(Extracted data entries)

————

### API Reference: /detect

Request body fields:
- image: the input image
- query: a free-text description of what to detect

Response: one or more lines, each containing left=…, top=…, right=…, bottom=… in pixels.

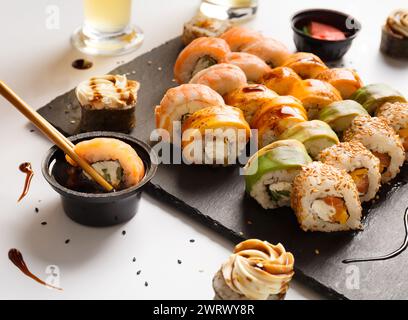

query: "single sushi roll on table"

left=377, top=102, right=408, bottom=157
left=350, top=83, right=406, bottom=115
left=189, top=63, right=247, bottom=97
left=282, top=52, right=328, bottom=79
left=224, top=84, right=278, bottom=124
left=223, top=52, right=271, bottom=83
left=318, top=142, right=381, bottom=203
left=318, top=100, right=369, bottom=133
left=291, top=162, right=363, bottom=232
left=65, top=138, right=145, bottom=191
left=220, top=26, right=264, bottom=52
left=76, top=75, right=140, bottom=134
left=155, top=84, right=225, bottom=142
left=182, top=14, right=232, bottom=46
left=213, top=239, right=295, bottom=300
left=261, top=67, right=302, bottom=96
left=251, top=96, right=308, bottom=148
left=343, top=115, right=405, bottom=183
left=380, top=9, right=408, bottom=59
left=174, top=37, right=231, bottom=84
left=181, top=105, right=250, bottom=165
left=244, top=140, right=312, bottom=209
left=315, top=68, right=363, bottom=99
left=279, top=120, right=339, bottom=160
left=289, top=79, right=342, bottom=119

————

Some lines in the data above hold the string "detect". Find and copy each of them.

--- Output of the exercise ---
### API Reference: /detect
- query: a free-text description of what to detect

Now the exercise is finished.